======== Records shown
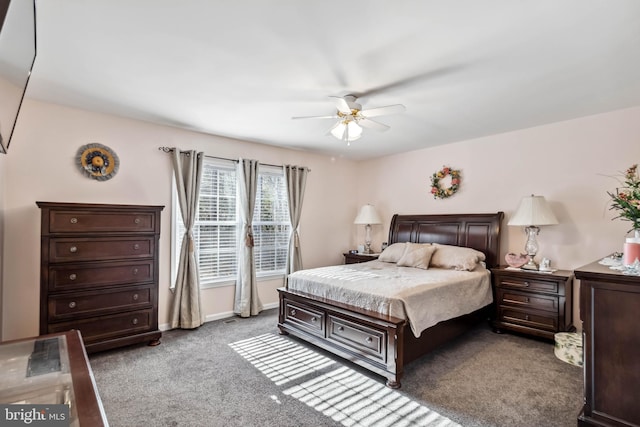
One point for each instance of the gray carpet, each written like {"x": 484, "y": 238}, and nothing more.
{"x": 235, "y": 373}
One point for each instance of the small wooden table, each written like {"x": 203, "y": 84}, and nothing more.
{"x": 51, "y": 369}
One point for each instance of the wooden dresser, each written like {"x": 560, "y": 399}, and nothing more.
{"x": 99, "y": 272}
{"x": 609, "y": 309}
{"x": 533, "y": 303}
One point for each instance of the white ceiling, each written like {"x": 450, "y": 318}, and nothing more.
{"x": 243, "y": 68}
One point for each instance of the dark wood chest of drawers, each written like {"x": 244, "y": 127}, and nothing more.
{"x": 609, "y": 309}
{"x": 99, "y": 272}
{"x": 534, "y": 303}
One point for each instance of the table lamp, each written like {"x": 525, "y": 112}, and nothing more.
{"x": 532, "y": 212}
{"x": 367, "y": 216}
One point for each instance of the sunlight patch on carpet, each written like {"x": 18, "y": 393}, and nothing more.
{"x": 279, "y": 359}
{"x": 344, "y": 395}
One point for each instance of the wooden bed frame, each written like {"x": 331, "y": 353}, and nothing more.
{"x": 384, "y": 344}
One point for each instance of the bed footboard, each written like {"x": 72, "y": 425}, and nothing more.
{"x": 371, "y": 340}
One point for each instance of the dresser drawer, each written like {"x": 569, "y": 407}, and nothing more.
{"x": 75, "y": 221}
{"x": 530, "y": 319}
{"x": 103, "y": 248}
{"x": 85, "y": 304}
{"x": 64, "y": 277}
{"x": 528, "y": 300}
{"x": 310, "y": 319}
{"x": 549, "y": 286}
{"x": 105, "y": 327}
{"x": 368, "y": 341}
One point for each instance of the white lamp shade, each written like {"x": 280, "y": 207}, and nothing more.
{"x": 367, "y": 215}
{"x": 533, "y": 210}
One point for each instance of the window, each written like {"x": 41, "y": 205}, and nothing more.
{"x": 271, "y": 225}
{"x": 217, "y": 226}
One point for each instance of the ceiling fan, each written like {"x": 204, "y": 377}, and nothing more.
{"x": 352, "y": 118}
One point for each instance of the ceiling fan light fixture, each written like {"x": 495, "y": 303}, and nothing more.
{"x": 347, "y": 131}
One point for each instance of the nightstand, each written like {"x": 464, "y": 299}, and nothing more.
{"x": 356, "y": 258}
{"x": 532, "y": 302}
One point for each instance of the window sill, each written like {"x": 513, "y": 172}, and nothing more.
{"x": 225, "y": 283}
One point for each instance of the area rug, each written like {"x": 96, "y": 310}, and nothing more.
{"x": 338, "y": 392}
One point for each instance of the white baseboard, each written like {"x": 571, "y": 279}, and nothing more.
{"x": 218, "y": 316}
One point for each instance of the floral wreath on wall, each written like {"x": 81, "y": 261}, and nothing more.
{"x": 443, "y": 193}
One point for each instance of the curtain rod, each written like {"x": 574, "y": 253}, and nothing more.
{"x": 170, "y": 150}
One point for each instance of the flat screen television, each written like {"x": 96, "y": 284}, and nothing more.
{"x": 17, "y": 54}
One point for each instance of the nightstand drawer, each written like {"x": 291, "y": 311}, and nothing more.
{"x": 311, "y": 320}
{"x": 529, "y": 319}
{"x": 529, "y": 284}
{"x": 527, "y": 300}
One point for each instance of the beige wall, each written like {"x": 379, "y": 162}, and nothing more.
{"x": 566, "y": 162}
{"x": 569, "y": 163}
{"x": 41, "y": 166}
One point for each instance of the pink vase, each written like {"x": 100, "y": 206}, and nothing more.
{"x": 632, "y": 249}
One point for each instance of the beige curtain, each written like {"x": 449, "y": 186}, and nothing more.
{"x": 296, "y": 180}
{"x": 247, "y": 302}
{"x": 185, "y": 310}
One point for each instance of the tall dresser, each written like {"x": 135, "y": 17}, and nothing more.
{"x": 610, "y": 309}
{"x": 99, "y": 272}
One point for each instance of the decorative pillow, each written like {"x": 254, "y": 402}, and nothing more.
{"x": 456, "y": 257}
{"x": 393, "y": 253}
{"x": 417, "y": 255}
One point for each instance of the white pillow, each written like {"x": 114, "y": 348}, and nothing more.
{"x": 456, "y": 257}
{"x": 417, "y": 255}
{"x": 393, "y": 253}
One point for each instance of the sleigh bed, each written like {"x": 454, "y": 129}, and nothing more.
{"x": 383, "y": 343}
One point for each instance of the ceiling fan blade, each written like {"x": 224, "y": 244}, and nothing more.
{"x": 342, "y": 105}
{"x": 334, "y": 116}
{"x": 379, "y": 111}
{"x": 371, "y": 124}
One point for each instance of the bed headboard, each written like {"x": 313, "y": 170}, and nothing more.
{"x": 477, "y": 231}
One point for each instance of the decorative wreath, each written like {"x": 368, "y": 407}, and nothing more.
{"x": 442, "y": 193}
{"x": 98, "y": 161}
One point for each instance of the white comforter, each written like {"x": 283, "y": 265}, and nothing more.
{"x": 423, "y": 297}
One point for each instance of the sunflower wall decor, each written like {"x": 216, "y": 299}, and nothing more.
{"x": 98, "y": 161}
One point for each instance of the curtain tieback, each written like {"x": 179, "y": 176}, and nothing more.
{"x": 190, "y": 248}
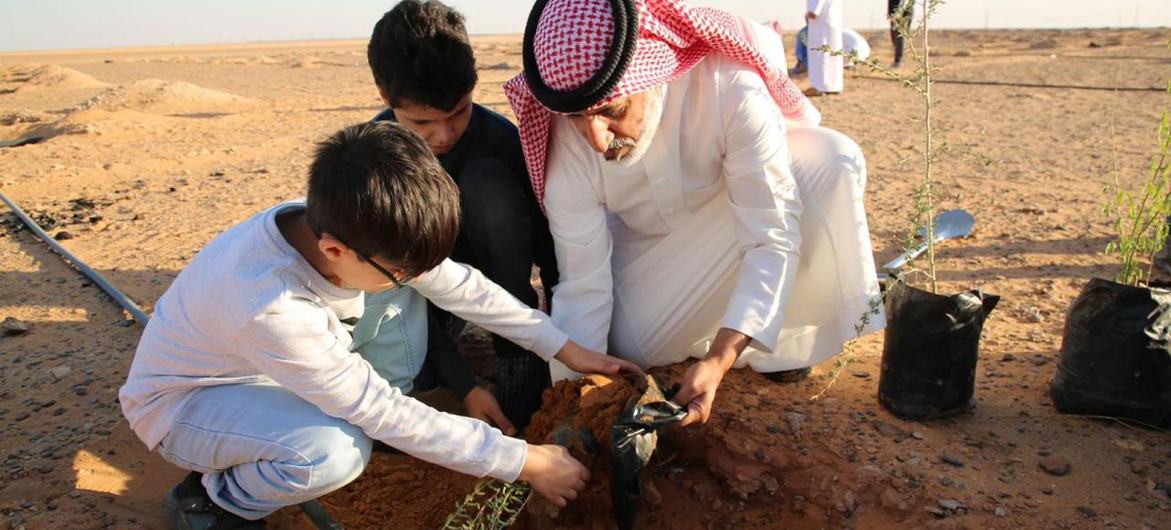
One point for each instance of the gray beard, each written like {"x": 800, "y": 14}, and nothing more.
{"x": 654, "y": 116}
================
- [What this task involves]
Once the pictures are set aside, output the whole listing exactly.

- [Response to the task]
One point for each instance of the gray carpet, each written like {"x": 484, "y": 238}, and nothing more.
{"x": 235, "y": 373}
One point for each instance of the small wooden table, each written like {"x": 203, "y": 84}, and nothing more.
{"x": 51, "y": 369}
One point for each instance of the wooden dresser, each written like {"x": 560, "y": 399}, and nothing more.
{"x": 99, "y": 272}
{"x": 609, "y": 309}
{"x": 533, "y": 303}
One point for each instance of the white ceiling, each written like {"x": 450, "y": 318}, and nothing more.
{"x": 243, "y": 68}
One point for each instance of the dark wood chest of drawers, each written like {"x": 244, "y": 127}, and nothing more.
{"x": 609, "y": 309}
{"x": 99, "y": 272}
{"x": 534, "y": 303}
One point for each instance of the table lamp, each written like {"x": 525, "y": 112}, and nothing more.
{"x": 532, "y": 212}
{"x": 367, "y": 216}
One point for each instance of the sunlight patch on carpet, each written like {"x": 18, "y": 393}, and nothing more.
{"x": 279, "y": 359}
{"x": 344, "y": 395}
One point for each instance of the wooden bed frame, each written like {"x": 331, "y": 353}, and nothing more.
{"x": 384, "y": 344}
One point for each instance of the bed footboard, each written like {"x": 72, "y": 425}, and nothing more.
{"x": 371, "y": 340}
One point for each instance of the dresser drawer, each written like {"x": 569, "y": 407}, and nothing more.
{"x": 75, "y": 221}
{"x": 530, "y": 319}
{"x": 103, "y": 248}
{"x": 85, "y": 304}
{"x": 64, "y": 277}
{"x": 528, "y": 300}
{"x": 310, "y": 319}
{"x": 549, "y": 286}
{"x": 105, "y": 327}
{"x": 368, "y": 341}
One point for each instance of the white lamp shade, each written like {"x": 280, "y": 207}, and nothing more.
{"x": 367, "y": 215}
{"x": 533, "y": 210}
One point for each instance of the window, each written like {"x": 41, "y": 205}, and nothing more.
{"x": 271, "y": 225}
{"x": 217, "y": 226}
One point for each instance of the ceiling fan, each written like {"x": 204, "y": 377}, and nothing more.
{"x": 352, "y": 118}
One point for each instance of the ceiling fan light fixture, each written like {"x": 495, "y": 303}, and nothing more.
{"x": 347, "y": 131}
One point for each instance of the nightstand, each written like {"x": 464, "y": 299}, and nothing more.
{"x": 356, "y": 258}
{"x": 532, "y": 302}
One point for each instance of the window sill, each written like {"x": 513, "y": 172}, and nothing more.
{"x": 225, "y": 283}
One point for each instance of the area rug, each written like {"x": 96, "y": 310}, and nothing more.
{"x": 338, "y": 392}
One point for each instance of the white baseboard, each written like {"x": 571, "y": 279}, and nothing more.
{"x": 218, "y": 316}
One point for each instance of the floral wreath on wall, each written like {"x": 81, "y": 261}, and nothing more.
{"x": 443, "y": 193}
One point for each instance of the curtain rod, each written like {"x": 574, "y": 253}, and nothing more.
{"x": 170, "y": 150}
One point for each instance of the flat screen television, each written like {"x": 96, "y": 284}, and nothing more.
{"x": 17, "y": 54}
One point for each instance of the nightstand drawer, each written like {"x": 291, "y": 311}, and nothing more.
{"x": 311, "y": 320}
{"x": 529, "y": 319}
{"x": 529, "y": 284}
{"x": 527, "y": 300}
One point for each instance of the beige wall, each written like {"x": 379, "y": 162}, and nothing more.
{"x": 566, "y": 162}
{"x": 569, "y": 163}
{"x": 41, "y": 166}
One point for each instance of the pink vase, each written like {"x": 100, "y": 206}, and nothing more.
{"x": 632, "y": 249}
One point for each instance of the beige curtain, each written like {"x": 449, "y": 186}, and nothing more.
{"x": 296, "y": 180}
{"x": 247, "y": 302}
{"x": 185, "y": 310}
One point for each instance of the tall dresser, each written like {"x": 135, "y": 17}, and nothing more.
{"x": 610, "y": 309}
{"x": 99, "y": 272}
One point for each instance of the decorative pillow, each written like {"x": 254, "y": 402}, and nothing more.
{"x": 456, "y": 257}
{"x": 393, "y": 253}
{"x": 417, "y": 255}
One point for each instance of the white pillow, each written like {"x": 114, "y": 348}, and nothing more.
{"x": 456, "y": 257}
{"x": 417, "y": 255}
{"x": 393, "y": 253}
One point for each instance of the sleigh bed, each written like {"x": 454, "y": 129}, and nothing more.
{"x": 383, "y": 343}
One point for each instance of the ceiling fan blade, each written like {"x": 224, "y": 244}, and nothing more.
{"x": 342, "y": 105}
{"x": 334, "y": 116}
{"x": 379, "y": 111}
{"x": 371, "y": 124}
One point for each instance of the bed headboard, each written like {"x": 313, "y": 170}, and nothing more.
{"x": 477, "y": 231}
One point for each instance of the decorative wreath, each written like {"x": 368, "y": 407}, and nothing more.
{"x": 442, "y": 193}
{"x": 98, "y": 161}
One point for each instance of the white comforter, each written like {"x": 283, "y": 265}, and nothing more.
{"x": 423, "y": 297}
One point for each instance of the sunflower wall decor, each written like {"x": 216, "y": 299}, and nothing more.
{"x": 98, "y": 161}
One point for each instance of the curtain tieback, each written like {"x": 179, "y": 176}, and nothing more.
{"x": 190, "y": 248}
One point for each instance of the gray beard, each written like {"x": 800, "y": 14}, and nothing more.
{"x": 654, "y": 116}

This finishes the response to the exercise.